- _Raw records_:
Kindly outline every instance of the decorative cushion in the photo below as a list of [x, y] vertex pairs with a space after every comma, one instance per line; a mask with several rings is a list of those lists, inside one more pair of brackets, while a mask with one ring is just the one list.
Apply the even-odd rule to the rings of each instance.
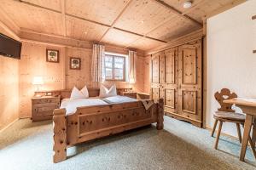
[[234, 121], [245, 121], [246, 116], [241, 113], [227, 112], [227, 111], [216, 111], [214, 113], [215, 118], [234, 120]]
[[87, 87], [84, 86], [80, 91], [76, 87], [73, 87], [71, 92], [70, 99], [79, 99], [84, 98], [89, 98]]
[[86, 86], [84, 86], [80, 92], [84, 94], [84, 98], [89, 98], [89, 92]]
[[101, 85], [100, 88], [100, 98], [108, 98], [112, 96], [116, 96], [116, 86], [113, 85], [109, 89], [108, 89], [105, 86]]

- _What you need to do_: Return every entry above without changing a character, and leave out the picture.

- _Written reply_:
Kindly outline every instance of the decorative cushion in the photo below as a list of [x, y] vertex pairs with a space after every comma, one instance per line; a mask with several rings is a list of those lists, inside one more pair of brackets, while a mask with one ring is just the one list.
Apply the even-odd rule to the rings of each instance.
[[234, 121], [245, 121], [246, 116], [241, 113], [227, 112], [227, 111], [216, 111], [214, 113], [215, 118], [234, 120]]
[[87, 87], [84, 86], [80, 91], [76, 87], [73, 87], [71, 92], [70, 99], [79, 99], [84, 98], [89, 98]]
[[86, 86], [84, 86], [80, 92], [84, 94], [84, 98], [89, 98], [89, 92]]
[[101, 85], [100, 88], [100, 98], [108, 98], [112, 96], [116, 96], [116, 86], [113, 85], [109, 89], [108, 89], [105, 86]]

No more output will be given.